QUESTIONS:
1. Recopiez le passage sur la dermatose améliorée par le zinc entre « La dominante clinique » et « des lésions cutanées. », inclus, en remplaçant « fréquentes » par « courantes ».
2. Répondez aux questions suivantes à partir du passage sur la dermatose améliorée par le zinc.
(a) Quelles races sont citées comme prédisposées ?
(b) Outre les phytates, quel constituant de la ration est mentionné à propos du syndrome II ?
(c) Où se localise la dermatose érythémato-croûteuse ?
3. Indiquez si chaque affirmation concorde avec le passage sur la dermatose améliorée par le zinc, en répondant par oui ou non et en citant les mots décisifs du passage.
(a) Les chiens atteints du syndrome I doivent recevoir une supplémentation toute leur vie.
(b) Le prurit est rarement présent.
(c) L'atteinte de l'état général apparaît toujours après les lésions cutanées.

EXTRAIT DU DOCUMENT:
>>>
La dermatose améliorée par le zinc est une dermatose rare du chien, plus fréquemment rencontrée lors de périodes de forts besoins métaboliques (croissance, puberté, gestation, lactation, affections intercurrentes, efforts intenses). Certaines races sont prédisposées comme les Siberian Husky ou les Alaskan Malamutes, cependant cette affection a été décrite dans d’autres races : Labrador retriever, Golden retriever, Dogue allemand, Beauceron, Berger allemand…Classiquement, deux syndromes sont décrits : le syndrome I survient principalement chez des chiens de race nordique, alimentés avec une ration correctement équilibrée, ces animaux semblent incapables d’absorber correctement le zinc même lorsque leur ration est correcte, ils nécessitent alors une supplémentation durant toute leur vie. Le syndrome II survient chez de jeunes animaux ou sur des animaux soumis à un stress important alors qu’ils sont alimentés avec une ration pauvre en zinc, riche en phytates (rations à base de céréales) ou en calcium (qui chélate le zinc dans la nourriture et empêche son absorption).

La dominante clinique est une dermatose érythémato-croûteuse à localisation péri-orificielle et au niveau des points de pression. Les lésions sont habituellement bien délimitées, recouvertes de squames épaisses et adhérentes ou des squame-croûtes, et entourées d’une zone érythémateuse. Le prurit est souvent marqué. Les complication infectieuses, bactériennes ou fongiques, sont fréquentes. Une polyadénomégalie ainsi qu’une atteinte de l’état général avec syndrome fébrile cyclique sont souvent notées et peuvent précéder l’apparition des lésions cutanées.
<<<
ENREGISTREMENTS EXTRAITS:
>>>
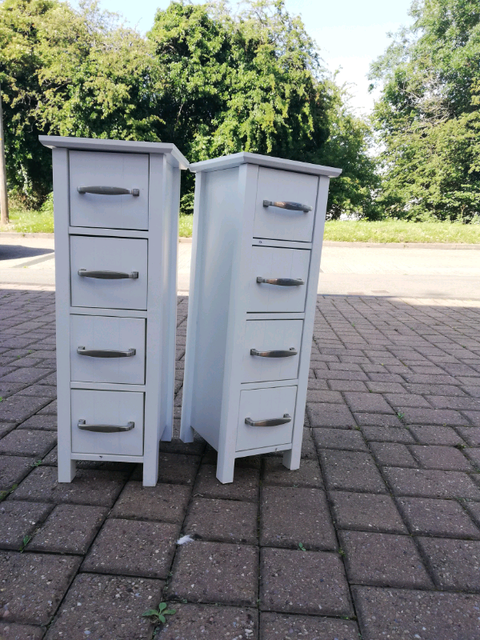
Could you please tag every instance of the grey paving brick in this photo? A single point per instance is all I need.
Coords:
(100, 606)
(309, 474)
(311, 526)
(133, 548)
(95, 488)
(308, 582)
(454, 563)
(198, 622)
(18, 520)
(329, 415)
(275, 626)
(26, 442)
(384, 560)
(70, 528)
(18, 408)
(12, 470)
(441, 457)
(233, 521)
(165, 502)
(366, 511)
(244, 487)
(352, 470)
(437, 518)
(393, 454)
(431, 483)
(345, 439)
(33, 585)
(398, 614)
(203, 573)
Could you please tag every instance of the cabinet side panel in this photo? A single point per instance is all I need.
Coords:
(219, 208)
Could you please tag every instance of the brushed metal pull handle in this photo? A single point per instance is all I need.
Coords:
(291, 206)
(279, 353)
(281, 282)
(105, 353)
(272, 422)
(105, 428)
(107, 275)
(109, 191)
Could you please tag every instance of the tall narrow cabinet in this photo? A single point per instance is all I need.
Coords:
(116, 226)
(258, 230)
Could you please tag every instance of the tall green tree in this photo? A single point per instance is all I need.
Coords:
(428, 116)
<<<
RÉPONSES:
1.
La dominante clinique est une dermatose érythémato-croûteuse à localisation péri-orificielle et au niveau des points de pression. Les lésions sont habituellement bien délimitées, recouvertes de squames épaisses et adhérentes ou des squame-croûtes, et entourées d’une zone érythémateuse. Le prurit est souvent marqué. Les complication infectieuses, bactériennes ou fongiques, sont courantes. Une polyadénomégalie ainsi qu’une atteinte de l’état général avec syndrome fébrile cyclique sont souvent notées et peuvent précéder l’apparition des lésions cutanées.

2.
(a) Le Siberian Husky et l'Alaskan Malamute.
(b) Le calcium.
(c) Autour des orifices (localisation péri-orificielle) et au niveau des points de pression.

3.
(a) Oui : « ils nécessitent alors une supplémentation durant toute leur vie ».
(b) Non : « Le prurit est souvent marqué. »
(c) Non : « peuvent précéder l’apparition des lésions cutanées ».